**Requirement:**
Report how many lines in the material that follows contain the word "below". Give only the number.

**Material supplied:**
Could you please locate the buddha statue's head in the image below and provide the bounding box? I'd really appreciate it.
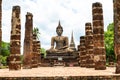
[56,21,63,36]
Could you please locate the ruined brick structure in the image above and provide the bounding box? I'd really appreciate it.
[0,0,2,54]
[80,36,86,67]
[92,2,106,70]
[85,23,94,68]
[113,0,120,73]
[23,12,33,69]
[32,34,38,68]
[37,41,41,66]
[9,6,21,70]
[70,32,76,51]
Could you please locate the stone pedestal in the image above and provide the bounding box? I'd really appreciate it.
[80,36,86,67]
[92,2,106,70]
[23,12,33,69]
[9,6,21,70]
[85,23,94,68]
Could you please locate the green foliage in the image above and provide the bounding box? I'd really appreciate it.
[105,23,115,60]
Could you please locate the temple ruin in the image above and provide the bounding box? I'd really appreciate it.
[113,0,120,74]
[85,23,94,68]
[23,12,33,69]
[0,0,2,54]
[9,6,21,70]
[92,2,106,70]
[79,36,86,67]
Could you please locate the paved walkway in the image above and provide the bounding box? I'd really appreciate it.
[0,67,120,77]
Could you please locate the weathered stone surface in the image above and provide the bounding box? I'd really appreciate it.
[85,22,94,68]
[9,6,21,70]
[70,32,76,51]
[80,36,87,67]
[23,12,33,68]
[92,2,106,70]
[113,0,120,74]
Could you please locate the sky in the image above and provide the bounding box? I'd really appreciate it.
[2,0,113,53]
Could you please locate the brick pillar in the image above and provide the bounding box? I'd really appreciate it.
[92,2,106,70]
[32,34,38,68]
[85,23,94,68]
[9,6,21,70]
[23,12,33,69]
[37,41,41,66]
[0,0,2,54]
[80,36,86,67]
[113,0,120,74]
...
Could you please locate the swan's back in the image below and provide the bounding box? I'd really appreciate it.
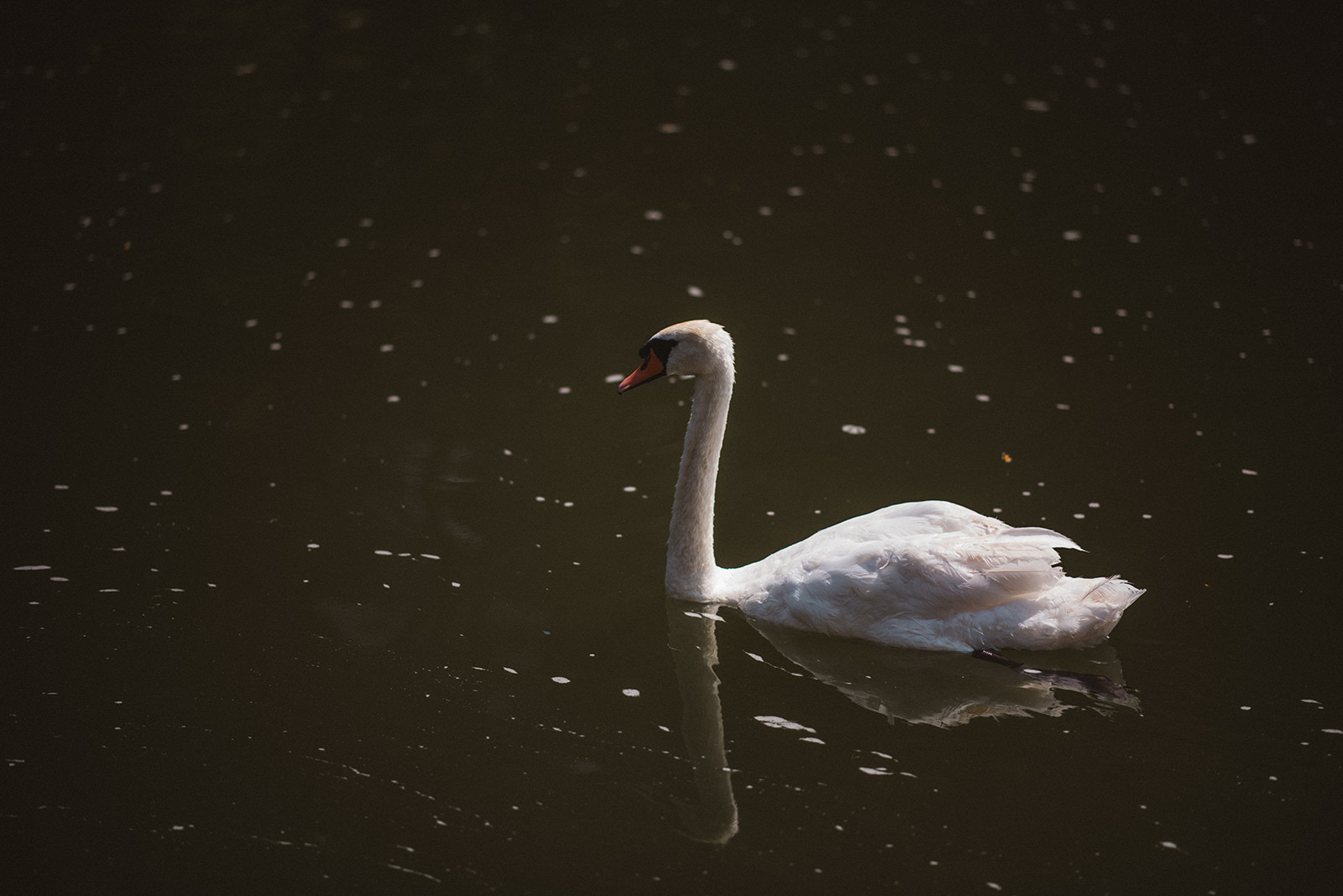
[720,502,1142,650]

**The response:**
2